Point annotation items
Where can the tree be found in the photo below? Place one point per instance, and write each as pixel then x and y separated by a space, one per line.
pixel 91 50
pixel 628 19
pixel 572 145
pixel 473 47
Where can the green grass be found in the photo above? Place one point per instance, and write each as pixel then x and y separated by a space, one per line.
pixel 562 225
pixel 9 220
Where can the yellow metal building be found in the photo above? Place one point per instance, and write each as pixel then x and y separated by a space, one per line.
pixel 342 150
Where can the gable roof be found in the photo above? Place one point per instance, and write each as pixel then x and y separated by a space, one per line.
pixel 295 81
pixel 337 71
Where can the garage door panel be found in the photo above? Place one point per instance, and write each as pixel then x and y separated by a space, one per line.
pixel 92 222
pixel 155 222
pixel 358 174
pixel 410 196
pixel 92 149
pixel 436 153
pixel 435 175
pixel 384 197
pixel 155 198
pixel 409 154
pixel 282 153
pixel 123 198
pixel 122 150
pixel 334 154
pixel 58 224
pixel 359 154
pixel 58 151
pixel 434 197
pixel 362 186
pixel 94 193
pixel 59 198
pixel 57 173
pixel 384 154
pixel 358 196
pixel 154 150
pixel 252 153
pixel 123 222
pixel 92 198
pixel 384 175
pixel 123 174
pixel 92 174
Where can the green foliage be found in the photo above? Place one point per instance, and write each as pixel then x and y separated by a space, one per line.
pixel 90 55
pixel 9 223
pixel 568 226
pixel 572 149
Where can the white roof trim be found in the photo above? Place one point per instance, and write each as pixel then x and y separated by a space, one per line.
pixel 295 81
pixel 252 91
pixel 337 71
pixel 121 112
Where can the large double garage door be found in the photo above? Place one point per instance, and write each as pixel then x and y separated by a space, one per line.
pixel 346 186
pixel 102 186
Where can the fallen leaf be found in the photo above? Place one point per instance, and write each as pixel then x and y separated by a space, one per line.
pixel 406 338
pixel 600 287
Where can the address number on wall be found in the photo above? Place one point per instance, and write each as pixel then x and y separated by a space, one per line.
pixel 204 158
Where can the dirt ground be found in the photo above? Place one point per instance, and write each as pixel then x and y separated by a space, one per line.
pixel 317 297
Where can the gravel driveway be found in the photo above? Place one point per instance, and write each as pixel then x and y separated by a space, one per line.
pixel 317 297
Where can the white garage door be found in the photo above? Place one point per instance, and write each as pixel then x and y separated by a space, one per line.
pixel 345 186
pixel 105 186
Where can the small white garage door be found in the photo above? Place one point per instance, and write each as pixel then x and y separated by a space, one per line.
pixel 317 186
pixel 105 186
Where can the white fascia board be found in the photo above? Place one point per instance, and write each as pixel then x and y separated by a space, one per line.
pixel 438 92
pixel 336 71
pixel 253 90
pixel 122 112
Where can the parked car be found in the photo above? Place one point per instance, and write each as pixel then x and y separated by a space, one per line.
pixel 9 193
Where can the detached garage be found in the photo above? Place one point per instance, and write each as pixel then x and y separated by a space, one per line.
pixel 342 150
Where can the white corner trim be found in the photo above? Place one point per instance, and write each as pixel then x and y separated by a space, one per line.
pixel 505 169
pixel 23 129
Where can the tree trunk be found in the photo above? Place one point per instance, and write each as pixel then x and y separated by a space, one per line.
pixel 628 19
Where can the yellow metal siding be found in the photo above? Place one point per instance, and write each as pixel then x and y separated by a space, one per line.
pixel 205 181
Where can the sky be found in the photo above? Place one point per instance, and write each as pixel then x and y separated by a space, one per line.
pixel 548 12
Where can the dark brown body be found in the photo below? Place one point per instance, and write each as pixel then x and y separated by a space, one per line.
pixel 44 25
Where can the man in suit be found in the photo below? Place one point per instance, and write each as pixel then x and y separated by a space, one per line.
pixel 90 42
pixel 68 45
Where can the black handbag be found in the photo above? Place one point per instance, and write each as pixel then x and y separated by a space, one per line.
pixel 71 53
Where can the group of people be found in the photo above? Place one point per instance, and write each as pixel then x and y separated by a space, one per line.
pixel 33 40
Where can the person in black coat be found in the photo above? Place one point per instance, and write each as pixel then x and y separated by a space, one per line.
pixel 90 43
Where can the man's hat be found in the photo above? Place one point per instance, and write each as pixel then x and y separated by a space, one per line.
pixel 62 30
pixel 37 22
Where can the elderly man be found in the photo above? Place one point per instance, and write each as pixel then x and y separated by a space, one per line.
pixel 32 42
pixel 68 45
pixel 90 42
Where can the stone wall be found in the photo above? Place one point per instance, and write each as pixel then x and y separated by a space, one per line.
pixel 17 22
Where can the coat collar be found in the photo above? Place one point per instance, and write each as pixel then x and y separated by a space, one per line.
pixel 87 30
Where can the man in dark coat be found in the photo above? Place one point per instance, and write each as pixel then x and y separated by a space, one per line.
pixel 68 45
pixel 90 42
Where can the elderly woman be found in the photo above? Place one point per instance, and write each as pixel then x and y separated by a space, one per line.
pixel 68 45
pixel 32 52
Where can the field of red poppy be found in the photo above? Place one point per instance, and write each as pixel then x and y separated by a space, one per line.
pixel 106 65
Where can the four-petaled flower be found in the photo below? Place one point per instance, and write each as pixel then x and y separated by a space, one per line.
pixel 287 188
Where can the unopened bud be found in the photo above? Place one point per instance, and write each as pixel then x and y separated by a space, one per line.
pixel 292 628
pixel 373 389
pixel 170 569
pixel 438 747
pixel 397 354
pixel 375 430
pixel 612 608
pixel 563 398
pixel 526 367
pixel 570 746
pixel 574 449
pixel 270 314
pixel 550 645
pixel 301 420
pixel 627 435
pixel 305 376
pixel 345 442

[EXERCISE PROMPT] Convert the lines of the items above into a Markdown table with the columns Row and Line, numbering each row and leaving out blank lines.

[RESPONSE]
| Row | Line |
|---|---|
| 1 | Where can the tree be found in the photo below? Place one point per instance, and write each as pixel then x and y separated by a space, one per line. |
| 2 | pixel 91 50 |
| 3 | pixel 628 19 |
| 4 | pixel 572 145 |
| 5 | pixel 473 47 |
| 6 | Where can the green grass be found in the photo above? Place one point per instance, and write each as pixel then x and y separated by a space, one per line. |
| 7 | pixel 562 225 |
| 8 | pixel 9 220 |
| 9 | Where can the yellow metal building be found in the photo above? Place one point per instance, and write each as pixel then x and y separated by a space, one per line. |
| 10 | pixel 342 150 |
| 11 | Where can the gable roof be found in the photo above? Place one point per instance, and write each as pixel then x and y separated by a space, one per line. |
| 12 | pixel 295 81 |
| 13 | pixel 337 71 |
| 14 | Where can the garage door panel be found in the photo above? Place one point per instance, and write each as pixel then x and y separated by a space, one per line. |
| 15 | pixel 92 222 |
| 16 | pixel 155 222 |
| 17 | pixel 358 174 |
| 18 | pixel 410 196 |
| 19 | pixel 92 149 |
| 20 | pixel 436 153 |
| 21 | pixel 435 175 |
| 22 | pixel 384 197 |
| 23 | pixel 155 198 |
| 24 | pixel 409 154 |
| 25 | pixel 282 153 |
| 26 | pixel 123 198 |
| 27 | pixel 122 150 |
| 28 | pixel 334 154 |
| 29 | pixel 58 224 |
| 30 | pixel 359 154 |
| 31 | pixel 58 151 |
| 32 | pixel 434 197 |
| 33 | pixel 362 186 |
| 34 | pixel 94 193 |
| 35 | pixel 59 198 |
| 36 | pixel 57 173 |
| 37 | pixel 384 154 |
| 38 | pixel 358 196 |
| 39 | pixel 154 150 |
| 40 | pixel 252 153 |
| 41 | pixel 123 222 |
| 42 | pixel 92 198 |
| 43 | pixel 384 175 |
| 44 | pixel 123 174 |
| 45 | pixel 92 174 |
| 46 | Where can the green foliage be found in the photo above? Place one point per instance, and write each as pixel then x and y separated by a space, one per line. |
| 47 | pixel 90 55 |
| 48 | pixel 9 223 |
| 49 | pixel 568 226 |
| 50 | pixel 572 149 |
| 51 | Where can the white roof trim be found in the photo above? Place one point per instance, and write each as pixel then x and y separated by a space, one per line. |
| 52 | pixel 295 81 |
| 53 | pixel 252 91 |
| 54 | pixel 337 71 |
| 55 | pixel 121 112 |
| 56 | Where can the large double garage door be found in the photo above? Place one point per instance, and write each as pixel then x and y separated by a space, one per line. |
| 57 | pixel 346 186 |
| 58 | pixel 102 186 |
| 59 | Where can the fallen leaf be found in the photo above? Place one point per instance, and write each as pixel then x and y separated by a space, one per line. |
| 60 | pixel 406 338 |
| 61 | pixel 600 287 |
| 62 | Where can the address number on wall be found in the photo above? Place one point per instance, and write each as pixel then x and y separated by a space, one per line. |
| 63 | pixel 204 158 |
| 64 | Where can the dirt ground be found in the photo above? Place one point per instance, and write each as pixel then x and y separated by a space, one per line. |
| 65 | pixel 317 297 |
| 66 | Where can the gravel driveway be found in the photo above? Place one point per instance, and write each as pixel then x and y separated by a space, one per line. |
| 67 | pixel 317 297 |
| 68 | Where can the white garage door be found in the photo above? Place one point per instance, and write each as pixel then x and y separated by a space, one per line. |
| 69 | pixel 345 186 |
| 70 | pixel 105 186 |
| 71 | Where can the small white garage door be found in the photo above? Place one point per instance, and write each as pixel then x and y separated by a space, one per line. |
| 72 | pixel 317 186 |
| 73 | pixel 105 186 |
| 74 | Where can the white fascia board be found in the photo above? Place one point per instance, and write each as pixel then x and y separated by a space, one per line. |
| 75 | pixel 438 92 |
| 76 | pixel 336 71 |
| 77 | pixel 253 90 |
| 78 | pixel 122 112 |
| 79 | Where can the parked car be found in the photo above? Place one point per instance, and write each as pixel then x and y separated by a space, one per line. |
| 80 | pixel 9 193 |
| 81 | Where can the detached garage be found in the photo above? Place one point per instance, and write each as pixel then x and y separated by a space, one per line. |
| 82 | pixel 342 150 |
| 83 | Where can the white corner trim be found in the photo above? Place one point per instance, and write each as pixel then x and y separated by a space, one per line. |
| 84 | pixel 505 169 |
| 85 | pixel 23 129 |
| 86 | Where can the tree trunk be found in the photo above? Place one point per instance, and write each as pixel then x and y separated by a space, one per line. |
| 87 | pixel 628 19 |
| 88 | Where can the yellow metal siding be found in the photo above? Place one point per instance, and write each as pixel then x and y separated by a space, one per line. |
| 89 | pixel 205 181 |
| 90 | Where can the sky be found in the photo above? Place one point per instance, and write each as pixel then x and y separated by a space, one per line. |
| 91 | pixel 548 12 |
| 92 | Where can the dark brown body be found in the photo below? Place one point per instance, and write each as pixel then x and y separated by a space, one per line. |
| 93 | pixel 44 25 |
| 94 | Where can the man in suit be found in the photo below? Place one point per instance, and write each as pixel then x and y separated by a space, one per line. |
| 95 | pixel 90 42 |
| 96 | pixel 68 45 |
| 97 | Where can the black handbag be found in the photo above? Place one point per instance, and write each as pixel then x and y separated by a space, one per line. |
| 98 | pixel 71 53 |
| 99 | Where can the group of people be found in the photo above? Place one point per instance, and write each as pixel then x and y separated by a space, one per line. |
| 100 | pixel 33 40 |
| 101 | Where can the person in black coat be found in the photo above? Place one point per instance, and write each as pixel then x and y separated by a space, one per line. |
| 102 | pixel 90 43 |
| 103 | Where can the man's hat be found in the photo above? Place one point per instance, and write each as pixel then x and y separated by a space, one per line. |
| 104 | pixel 62 30 |
| 105 | pixel 37 22 |
| 106 | Where can the elderly man be found in the photo above? Place one point per instance, and write each as pixel then x and y separated by a space, one per line. |
| 107 | pixel 32 42 |
| 108 | pixel 68 45 |
| 109 | pixel 90 42 |
| 110 | Where can the stone wall be found in the photo above? Place one point per instance, and write each as pixel then x and y separated by a space, one per line. |
| 111 | pixel 17 22 |
| 112 | Where can the coat collar be found in the photo above? Place one point per instance, and write each as pixel then x and y separated by a space, one per line. |
| 113 | pixel 87 30 |
| 114 | Where can the man in dark coat be found in the photo above? Place one point per instance, and write each as pixel then x and y separated by a space, one per line. |
| 115 | pixel 68 45 |
| 116 | pixel 90 42 |
| 117 | Where can the elderly woman be found in the photo above? Place one point per instance, and write each as pixel then x and y separated by a space, one per line. |
| 118 | pixel 68 45 |
| 119 | pixel 32 52 |
| 120 | Where can the field of red poppy be found in the photo above? Place one point per instance, and write each as pixel then x and y separated by a space, one per line. |
| 121 | pixel 106 65 |
| 122 | Where can the four-petaled flower be found in the photo below? Place one point per instance, and write each as pixel then x and y separated by a space, one per line. |
| 123 | pixel 287 188 |
| 124 | Where can the unopened bud be found in the photo above? Place one point per instance, and write each as pixel then x and y separated by a space, one per line. |
| 125 | pixel 292 628 |
| 126 | pixel 373 389 |
| 127 | pixel 170 569 |
| 128 | pixel 438 747 |
| 129 | pixel 397 354 |
| 130 | pixel 375 430 |
| 131 | pixel 612 608 |
| 132 | pixel 563 398 |
| 133 | pixel 526 367 |
| 134 | pixel 570 746 |
| 135 | pixel 574 449 |
| 136 | pixel 270 314 |
| 137 | pixel 550 645 |
| 138 | pixel 301 420 |
| 139 | pixel 627 435 |
| 140 | pixel 305 376 |
| 141 | pixel 345 442 |